§ **WRITTEN REQUEST**:
Locate each line below that contains the word "haze", and copy every such line in full.
INFORMATION GIVEN start
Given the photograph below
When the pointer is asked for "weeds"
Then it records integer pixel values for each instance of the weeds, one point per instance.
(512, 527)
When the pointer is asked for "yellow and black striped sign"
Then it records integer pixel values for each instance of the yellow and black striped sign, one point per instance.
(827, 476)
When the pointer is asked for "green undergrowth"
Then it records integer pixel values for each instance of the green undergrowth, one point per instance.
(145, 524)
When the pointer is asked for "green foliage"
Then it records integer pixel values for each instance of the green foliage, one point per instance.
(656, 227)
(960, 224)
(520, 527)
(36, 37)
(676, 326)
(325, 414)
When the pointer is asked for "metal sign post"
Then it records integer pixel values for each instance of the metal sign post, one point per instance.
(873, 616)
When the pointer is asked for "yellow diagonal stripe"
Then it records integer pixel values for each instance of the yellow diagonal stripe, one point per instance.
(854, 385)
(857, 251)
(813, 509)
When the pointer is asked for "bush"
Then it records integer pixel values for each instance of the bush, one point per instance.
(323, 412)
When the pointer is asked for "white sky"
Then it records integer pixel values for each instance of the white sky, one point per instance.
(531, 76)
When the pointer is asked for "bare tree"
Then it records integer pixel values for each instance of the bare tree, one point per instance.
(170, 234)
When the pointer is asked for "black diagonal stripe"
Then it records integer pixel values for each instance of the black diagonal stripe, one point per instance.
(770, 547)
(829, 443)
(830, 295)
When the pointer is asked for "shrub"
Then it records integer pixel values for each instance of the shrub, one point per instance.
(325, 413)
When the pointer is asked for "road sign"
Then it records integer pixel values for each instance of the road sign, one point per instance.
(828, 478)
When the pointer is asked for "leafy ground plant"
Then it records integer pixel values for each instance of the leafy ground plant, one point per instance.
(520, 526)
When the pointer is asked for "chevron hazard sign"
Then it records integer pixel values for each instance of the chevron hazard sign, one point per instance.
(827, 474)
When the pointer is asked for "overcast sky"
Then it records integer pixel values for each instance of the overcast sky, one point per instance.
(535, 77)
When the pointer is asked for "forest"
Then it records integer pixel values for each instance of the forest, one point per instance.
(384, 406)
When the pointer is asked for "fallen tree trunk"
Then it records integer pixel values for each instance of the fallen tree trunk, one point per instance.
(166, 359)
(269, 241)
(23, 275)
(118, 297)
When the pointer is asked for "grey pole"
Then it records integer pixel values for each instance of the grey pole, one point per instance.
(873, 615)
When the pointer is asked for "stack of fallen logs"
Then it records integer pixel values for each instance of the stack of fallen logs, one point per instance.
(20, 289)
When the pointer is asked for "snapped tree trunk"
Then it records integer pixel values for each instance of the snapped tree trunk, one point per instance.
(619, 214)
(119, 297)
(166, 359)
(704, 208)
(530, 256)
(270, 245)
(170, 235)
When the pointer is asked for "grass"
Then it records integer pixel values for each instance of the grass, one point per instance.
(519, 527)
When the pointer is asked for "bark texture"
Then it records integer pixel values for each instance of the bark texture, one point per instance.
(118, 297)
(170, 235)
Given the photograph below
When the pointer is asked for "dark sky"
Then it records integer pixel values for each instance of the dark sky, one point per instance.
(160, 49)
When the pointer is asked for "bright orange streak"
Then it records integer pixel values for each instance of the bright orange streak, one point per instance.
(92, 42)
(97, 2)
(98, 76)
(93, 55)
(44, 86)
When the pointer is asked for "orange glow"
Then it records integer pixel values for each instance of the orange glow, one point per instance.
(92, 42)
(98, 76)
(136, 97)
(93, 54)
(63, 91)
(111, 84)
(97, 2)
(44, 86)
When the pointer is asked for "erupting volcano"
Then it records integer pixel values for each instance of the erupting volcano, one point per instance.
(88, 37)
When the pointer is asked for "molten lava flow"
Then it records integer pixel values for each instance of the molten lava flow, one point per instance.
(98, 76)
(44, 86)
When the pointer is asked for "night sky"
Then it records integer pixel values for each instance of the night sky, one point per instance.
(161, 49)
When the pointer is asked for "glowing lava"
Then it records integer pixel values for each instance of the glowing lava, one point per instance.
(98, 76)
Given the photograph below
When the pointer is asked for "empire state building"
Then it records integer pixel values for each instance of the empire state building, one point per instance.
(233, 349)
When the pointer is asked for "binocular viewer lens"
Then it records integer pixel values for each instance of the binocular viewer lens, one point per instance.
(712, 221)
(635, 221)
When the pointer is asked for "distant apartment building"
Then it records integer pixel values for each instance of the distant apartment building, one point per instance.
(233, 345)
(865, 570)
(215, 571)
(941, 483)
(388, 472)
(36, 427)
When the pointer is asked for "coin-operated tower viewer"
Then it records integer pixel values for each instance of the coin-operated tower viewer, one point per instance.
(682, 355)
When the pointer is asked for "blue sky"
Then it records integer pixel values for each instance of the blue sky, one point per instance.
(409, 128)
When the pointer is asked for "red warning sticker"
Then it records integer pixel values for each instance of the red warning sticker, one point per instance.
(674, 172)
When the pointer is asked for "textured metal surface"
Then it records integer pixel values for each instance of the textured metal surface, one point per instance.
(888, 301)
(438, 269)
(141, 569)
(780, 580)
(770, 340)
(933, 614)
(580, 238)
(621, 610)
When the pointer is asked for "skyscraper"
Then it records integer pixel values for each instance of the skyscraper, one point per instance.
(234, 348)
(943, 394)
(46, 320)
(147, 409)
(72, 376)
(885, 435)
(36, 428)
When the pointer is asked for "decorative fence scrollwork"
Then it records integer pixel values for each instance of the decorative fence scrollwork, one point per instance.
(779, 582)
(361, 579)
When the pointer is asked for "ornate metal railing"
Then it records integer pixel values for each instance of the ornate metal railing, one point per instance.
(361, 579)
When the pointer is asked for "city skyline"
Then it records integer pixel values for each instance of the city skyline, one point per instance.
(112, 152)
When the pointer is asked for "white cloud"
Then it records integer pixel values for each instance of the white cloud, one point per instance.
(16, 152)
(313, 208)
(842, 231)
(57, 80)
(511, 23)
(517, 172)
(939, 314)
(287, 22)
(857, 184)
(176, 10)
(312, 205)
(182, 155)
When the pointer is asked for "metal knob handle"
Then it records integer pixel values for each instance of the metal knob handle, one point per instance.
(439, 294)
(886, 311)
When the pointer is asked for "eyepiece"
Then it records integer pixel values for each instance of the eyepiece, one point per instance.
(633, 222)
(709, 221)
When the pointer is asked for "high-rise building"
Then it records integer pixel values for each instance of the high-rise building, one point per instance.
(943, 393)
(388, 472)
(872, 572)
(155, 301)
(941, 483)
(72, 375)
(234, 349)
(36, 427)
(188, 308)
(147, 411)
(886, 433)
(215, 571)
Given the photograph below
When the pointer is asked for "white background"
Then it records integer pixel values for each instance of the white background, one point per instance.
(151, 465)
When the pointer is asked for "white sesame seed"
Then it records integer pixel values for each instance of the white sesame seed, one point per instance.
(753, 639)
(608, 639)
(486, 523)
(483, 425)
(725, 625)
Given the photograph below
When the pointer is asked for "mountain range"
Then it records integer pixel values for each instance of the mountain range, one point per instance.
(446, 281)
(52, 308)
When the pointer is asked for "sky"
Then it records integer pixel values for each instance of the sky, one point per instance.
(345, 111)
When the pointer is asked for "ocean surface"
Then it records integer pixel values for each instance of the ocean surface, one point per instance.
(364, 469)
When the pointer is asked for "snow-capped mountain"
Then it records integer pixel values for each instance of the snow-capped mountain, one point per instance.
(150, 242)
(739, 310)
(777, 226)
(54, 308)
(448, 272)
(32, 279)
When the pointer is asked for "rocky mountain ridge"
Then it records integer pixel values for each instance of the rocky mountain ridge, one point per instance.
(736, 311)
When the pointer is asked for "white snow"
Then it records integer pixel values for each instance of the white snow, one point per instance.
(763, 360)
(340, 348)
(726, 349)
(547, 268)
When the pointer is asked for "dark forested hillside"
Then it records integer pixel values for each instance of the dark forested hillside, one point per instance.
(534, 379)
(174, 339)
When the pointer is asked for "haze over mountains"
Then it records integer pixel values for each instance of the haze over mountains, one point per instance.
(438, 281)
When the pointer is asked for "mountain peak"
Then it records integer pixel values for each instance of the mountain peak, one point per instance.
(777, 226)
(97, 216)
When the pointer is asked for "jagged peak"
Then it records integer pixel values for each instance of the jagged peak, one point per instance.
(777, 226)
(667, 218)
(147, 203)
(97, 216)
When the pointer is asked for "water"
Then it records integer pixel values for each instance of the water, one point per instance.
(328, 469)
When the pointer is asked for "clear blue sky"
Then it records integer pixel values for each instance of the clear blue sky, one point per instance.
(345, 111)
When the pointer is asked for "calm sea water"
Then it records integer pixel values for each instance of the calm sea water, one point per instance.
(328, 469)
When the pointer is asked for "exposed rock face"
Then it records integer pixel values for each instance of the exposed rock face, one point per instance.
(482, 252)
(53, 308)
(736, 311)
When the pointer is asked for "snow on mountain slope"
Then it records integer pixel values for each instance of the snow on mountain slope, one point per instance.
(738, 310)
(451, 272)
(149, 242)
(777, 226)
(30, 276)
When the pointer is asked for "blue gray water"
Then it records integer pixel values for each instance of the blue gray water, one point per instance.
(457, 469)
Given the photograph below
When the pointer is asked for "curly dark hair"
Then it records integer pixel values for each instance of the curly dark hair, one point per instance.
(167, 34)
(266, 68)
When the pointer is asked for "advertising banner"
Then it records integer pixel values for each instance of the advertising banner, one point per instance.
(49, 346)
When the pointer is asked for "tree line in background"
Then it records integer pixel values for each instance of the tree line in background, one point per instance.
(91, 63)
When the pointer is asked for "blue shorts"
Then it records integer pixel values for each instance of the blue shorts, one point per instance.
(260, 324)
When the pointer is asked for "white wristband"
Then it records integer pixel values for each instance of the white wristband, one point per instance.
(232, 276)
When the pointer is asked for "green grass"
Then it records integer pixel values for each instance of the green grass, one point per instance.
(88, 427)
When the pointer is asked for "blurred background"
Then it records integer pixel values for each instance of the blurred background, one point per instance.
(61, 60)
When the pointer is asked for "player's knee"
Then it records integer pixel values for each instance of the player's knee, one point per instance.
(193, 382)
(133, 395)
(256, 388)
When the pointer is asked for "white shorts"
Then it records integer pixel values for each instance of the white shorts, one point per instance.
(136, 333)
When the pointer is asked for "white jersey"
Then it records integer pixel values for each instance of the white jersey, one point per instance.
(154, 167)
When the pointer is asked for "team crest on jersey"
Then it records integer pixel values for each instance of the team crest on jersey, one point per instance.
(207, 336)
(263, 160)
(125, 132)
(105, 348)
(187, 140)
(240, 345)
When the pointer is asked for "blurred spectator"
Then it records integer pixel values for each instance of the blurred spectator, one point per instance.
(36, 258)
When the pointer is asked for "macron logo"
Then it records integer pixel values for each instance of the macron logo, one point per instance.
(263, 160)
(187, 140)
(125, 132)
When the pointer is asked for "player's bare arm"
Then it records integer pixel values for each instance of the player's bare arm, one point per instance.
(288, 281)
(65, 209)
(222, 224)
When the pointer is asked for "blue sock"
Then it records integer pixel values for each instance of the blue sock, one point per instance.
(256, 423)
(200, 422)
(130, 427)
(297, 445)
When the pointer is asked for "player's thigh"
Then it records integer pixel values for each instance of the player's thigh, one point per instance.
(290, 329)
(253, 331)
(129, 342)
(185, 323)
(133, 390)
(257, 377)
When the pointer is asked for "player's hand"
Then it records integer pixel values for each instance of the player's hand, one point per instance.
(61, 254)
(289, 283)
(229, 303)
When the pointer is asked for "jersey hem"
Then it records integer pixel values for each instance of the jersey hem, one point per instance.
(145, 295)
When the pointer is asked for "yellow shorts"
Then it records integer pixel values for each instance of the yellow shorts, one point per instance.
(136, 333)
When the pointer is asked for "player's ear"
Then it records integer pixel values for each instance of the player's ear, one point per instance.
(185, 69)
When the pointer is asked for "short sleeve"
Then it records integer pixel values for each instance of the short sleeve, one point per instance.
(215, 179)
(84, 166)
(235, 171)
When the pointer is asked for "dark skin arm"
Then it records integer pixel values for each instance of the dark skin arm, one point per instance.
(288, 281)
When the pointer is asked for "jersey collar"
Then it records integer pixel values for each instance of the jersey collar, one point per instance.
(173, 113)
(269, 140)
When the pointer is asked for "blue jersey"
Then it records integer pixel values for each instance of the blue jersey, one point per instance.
INFORMATION GIVEN end
§ **ANSWER TO THIS TASK**:
When the pointer is asked for "haze over mountains"
Then it records integer pixel values for each instance of the haze over mountains, one point per instance.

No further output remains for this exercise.